* [Exercise requirements]
• 1. Write out, word for word, the part of the ocean-and-coffee column that opens with the words containing "Made in the" and closes with "did espresso, right?".
• 2. Continue the ocean-and-coffee column below, picking up after its final sentence.

* [Extract]
-------------------------

One more reason to worry about what gets dumped at what were supposed to be safe depths (as off Victoria): Research reported in the June issue of Scientific American found that poliovirus and other pathogens from human feces can survive in seas as deep as 3,300 feet—and perhaps rise back up with oceanic upwelling. Such an upwelling may have caused a 1992 cholera epidemic in Bangladesh. Gut bacteria survived in sludge for 30 months after being dumped 170 miles off New York City. And such impacts may increase as global warming changes upwelling. “We’re just beginning to look at how climate change can affect ocean circulation and bring these bugs back to haunt us,” Harvard’s Paul Epstein told Scientific American.

Made in the shade

Yes, it’s good that Starbucks will finally offer a shade-grown coffee, thus proving that despite its global reach, it is not the McDonald’s of coffee (McD’s doesn’t sell free-range McNuggets). But the gesture comes with a double shot of irony. Coffee marketers and conservationists now look to Starbucks as a bellwether of the move to shade growing (which spares the tropical forests, with their migratory songbirds and other residents, that agri-industrial “sun” growing destroys). On Monday, NPR’s Morning Edition gushed over the “new kind of coffee” Starbucks has discovered. Soon enough, the world will think Starbucks invented this most traditional of coffee-growing formats—just as it did espresso, right?

Truth is, Starbucks is a conspicuous latecomer to the clean-coffee bandwagon, jumping on only after years of prodding by activists and share-holders (Q&D, 5/29/96). By contrast, the Puget Consumers Coop dedicated all its bins to organically grown coffees three and a half years ago; it now offers over 20 organic blends from six roasters. Many of these are also billed as shade grown and bird friendly; shade and organic tend to overlap, since it’s high-yield, capital-intensive “sun” growing that demands heavy fertilizing and pesticides.

-------------------------

* [Data under study]
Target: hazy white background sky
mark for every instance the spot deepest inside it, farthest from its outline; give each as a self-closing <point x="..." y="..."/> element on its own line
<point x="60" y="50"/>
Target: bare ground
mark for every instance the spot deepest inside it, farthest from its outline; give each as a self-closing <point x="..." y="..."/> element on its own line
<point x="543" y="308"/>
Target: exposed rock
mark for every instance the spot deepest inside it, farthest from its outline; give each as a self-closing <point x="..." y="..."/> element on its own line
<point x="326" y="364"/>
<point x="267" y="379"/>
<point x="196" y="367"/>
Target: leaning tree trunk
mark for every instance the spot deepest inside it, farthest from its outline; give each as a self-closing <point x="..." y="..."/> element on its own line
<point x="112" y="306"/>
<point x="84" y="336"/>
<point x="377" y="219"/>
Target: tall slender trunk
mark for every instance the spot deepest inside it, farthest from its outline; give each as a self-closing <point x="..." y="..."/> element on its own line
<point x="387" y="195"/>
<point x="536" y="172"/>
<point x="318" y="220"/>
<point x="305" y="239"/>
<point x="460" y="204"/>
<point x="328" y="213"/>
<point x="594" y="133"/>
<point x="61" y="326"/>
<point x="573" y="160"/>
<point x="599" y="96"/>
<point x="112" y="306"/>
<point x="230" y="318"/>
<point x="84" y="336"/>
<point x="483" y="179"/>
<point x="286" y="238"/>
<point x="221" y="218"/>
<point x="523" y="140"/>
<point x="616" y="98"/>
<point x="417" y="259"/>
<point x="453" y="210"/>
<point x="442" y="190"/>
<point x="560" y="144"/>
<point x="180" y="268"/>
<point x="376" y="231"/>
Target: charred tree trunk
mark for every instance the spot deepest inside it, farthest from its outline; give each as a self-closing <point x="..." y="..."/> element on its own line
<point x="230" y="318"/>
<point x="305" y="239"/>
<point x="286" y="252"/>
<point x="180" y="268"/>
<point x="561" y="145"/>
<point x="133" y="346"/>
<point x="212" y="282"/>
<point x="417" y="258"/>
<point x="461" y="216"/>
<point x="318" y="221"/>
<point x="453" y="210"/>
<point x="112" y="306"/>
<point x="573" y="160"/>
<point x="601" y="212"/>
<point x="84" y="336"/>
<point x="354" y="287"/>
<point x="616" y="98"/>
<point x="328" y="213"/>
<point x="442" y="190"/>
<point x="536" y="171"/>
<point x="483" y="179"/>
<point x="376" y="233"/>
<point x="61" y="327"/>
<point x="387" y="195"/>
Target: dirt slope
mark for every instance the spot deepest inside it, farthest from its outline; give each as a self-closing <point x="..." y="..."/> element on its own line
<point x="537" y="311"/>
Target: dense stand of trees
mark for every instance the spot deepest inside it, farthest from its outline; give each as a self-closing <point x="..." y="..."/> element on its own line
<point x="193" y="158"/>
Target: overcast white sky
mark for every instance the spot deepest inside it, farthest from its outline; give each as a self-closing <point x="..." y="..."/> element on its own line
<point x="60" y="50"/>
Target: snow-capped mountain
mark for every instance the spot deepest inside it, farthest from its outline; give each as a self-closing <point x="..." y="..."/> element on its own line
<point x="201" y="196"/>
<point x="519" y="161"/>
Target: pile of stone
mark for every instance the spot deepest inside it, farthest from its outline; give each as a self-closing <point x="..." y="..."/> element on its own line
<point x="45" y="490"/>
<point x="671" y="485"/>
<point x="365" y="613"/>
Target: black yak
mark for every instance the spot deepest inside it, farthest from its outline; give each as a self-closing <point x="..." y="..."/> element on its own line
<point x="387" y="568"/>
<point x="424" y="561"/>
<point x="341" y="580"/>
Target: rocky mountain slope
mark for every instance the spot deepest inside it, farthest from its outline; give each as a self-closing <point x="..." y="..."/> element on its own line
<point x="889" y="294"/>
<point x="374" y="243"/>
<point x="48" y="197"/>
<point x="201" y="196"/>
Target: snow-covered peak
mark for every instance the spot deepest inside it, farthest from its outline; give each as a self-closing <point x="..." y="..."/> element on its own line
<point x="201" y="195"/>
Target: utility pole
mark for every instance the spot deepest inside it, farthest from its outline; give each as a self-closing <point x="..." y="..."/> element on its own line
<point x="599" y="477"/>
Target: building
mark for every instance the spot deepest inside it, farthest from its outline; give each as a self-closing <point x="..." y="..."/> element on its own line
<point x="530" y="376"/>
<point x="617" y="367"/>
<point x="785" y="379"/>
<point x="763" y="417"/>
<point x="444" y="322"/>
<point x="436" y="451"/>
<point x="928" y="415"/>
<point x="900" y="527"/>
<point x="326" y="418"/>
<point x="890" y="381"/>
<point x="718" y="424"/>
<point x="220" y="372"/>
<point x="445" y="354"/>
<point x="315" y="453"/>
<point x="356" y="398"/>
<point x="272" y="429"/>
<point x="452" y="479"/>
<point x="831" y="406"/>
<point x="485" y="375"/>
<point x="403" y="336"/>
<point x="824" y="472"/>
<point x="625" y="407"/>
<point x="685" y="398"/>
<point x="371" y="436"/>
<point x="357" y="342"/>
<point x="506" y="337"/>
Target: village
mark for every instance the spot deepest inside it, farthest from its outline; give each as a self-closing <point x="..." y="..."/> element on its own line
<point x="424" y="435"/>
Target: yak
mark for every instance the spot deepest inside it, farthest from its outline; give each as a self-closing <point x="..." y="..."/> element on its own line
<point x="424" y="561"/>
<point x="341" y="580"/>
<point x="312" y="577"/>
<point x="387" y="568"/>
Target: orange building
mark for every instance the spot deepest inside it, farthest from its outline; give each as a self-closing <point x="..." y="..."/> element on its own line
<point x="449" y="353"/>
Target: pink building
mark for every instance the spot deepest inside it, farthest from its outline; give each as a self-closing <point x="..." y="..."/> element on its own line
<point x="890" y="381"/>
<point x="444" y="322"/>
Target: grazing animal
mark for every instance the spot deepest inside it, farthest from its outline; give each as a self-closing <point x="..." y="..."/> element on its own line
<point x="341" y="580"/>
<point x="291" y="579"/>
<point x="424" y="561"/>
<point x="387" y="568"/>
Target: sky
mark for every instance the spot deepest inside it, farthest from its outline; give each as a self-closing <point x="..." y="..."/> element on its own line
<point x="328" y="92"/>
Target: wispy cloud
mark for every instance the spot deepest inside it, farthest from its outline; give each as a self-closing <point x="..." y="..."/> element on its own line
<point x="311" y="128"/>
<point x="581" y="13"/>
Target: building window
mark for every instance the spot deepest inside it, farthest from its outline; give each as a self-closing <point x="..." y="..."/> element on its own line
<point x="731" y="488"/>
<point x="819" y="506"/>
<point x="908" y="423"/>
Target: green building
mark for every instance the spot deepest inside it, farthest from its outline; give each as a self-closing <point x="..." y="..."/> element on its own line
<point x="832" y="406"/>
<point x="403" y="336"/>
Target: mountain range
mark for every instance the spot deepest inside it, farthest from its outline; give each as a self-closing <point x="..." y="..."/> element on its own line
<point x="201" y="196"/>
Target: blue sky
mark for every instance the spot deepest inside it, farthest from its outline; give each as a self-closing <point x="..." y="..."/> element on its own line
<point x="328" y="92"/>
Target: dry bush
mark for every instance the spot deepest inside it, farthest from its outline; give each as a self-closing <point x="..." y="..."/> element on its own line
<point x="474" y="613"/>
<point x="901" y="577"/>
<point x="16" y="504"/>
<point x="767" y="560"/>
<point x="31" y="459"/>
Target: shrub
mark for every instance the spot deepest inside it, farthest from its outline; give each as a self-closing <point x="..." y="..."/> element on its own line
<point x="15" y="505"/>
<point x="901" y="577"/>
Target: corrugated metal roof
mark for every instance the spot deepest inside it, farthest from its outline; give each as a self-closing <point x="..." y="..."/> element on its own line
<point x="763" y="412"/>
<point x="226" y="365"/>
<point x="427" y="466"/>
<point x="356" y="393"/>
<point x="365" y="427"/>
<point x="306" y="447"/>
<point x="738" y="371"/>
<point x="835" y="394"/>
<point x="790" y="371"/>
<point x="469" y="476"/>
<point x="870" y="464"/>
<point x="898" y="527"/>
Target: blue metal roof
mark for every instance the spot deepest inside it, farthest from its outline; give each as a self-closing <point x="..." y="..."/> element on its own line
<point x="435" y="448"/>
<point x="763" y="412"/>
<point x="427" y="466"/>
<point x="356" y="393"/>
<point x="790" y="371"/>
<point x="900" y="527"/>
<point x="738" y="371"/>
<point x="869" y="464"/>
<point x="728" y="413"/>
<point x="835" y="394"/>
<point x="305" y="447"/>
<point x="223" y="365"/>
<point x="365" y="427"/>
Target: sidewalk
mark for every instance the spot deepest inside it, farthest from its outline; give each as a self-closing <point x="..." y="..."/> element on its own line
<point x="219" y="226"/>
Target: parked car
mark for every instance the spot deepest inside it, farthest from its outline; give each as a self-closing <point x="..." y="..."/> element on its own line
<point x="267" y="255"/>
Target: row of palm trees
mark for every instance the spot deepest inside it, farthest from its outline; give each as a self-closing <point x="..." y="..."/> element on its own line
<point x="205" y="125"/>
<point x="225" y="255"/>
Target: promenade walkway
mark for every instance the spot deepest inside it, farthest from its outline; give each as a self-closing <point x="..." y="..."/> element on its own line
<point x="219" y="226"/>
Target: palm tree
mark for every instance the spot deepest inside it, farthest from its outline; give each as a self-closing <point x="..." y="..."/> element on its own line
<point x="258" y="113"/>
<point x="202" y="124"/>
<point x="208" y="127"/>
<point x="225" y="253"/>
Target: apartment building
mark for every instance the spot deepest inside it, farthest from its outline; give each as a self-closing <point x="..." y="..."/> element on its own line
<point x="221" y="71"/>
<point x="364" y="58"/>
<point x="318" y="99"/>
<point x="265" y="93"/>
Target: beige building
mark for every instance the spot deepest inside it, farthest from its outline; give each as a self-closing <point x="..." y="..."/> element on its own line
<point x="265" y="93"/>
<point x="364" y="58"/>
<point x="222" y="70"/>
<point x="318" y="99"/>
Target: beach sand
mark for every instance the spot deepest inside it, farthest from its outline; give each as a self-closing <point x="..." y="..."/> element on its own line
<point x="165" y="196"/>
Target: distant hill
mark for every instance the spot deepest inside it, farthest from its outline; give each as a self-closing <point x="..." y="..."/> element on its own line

-------------------------

* [Written answers]
• 1.
Made in the shade

Yes, it’s good that Starbucks will finally offer a shade-grown coffee, thus proving that despite its global reach, it is not the McDonald’s of coffee (McD’s doesn’t sell free-range McNuggets). But the gesture comes with a double shot of irony. Coffee marketers and conservationists now look to Starbucks as a bellwether of the move to shade growing (which spares the tropical forests, with their migratory songbirds and other residents, that agri-industrial “sun” growing destroys). On Monday, NPR’s Morning Edition gushed over the “new kind of coffee” Starbucks has discovered. Soon enough, the world will think Starbucks invented this most traditional of coffee-growing formats—just as it did espresso, right?

• 2.
Are PCC’s customers paying the price of virtue? Hardly; nearly all its organics, including decafs, cost $7.99 to $9.99 a pound. Starbucks’ sole shade grade, from Chiapas, will cost $12.95—less than some of its select noncertified coffees, but enough to reinforce the notion that cleanly grown necessarily means expensive, as do high prices in supermarkets’ organic ghettos.

Nevertheless, as Starbucks officials tell it, their slow progress and high price simply reflect conscientiousness. Environmental affairs director Sue Mecklenburg says it took this long (and a partnership with the DC-based Conservation International) to find a verified, reliable source of shade-grown coffee of suitable quality. “Probably half the coffee we buy on the open market is shade,” says Mecklenburg. “[But] there’s no certification for shade—the term comes in lots of varieties.” And the higher price reflects not just that shading but Starbucks’ zeal for quality. “Starbucks always pays a premium” to get the best beans and treat growers fairly, says spokesperson Helen Chung. Competitors struggling in Starbucks’ shadow grumble that it always extracts higher profits, but I won’t step into the eternal “How good is Starbucks?” debate. Let’s just say shady coffee’s always tasted good to me.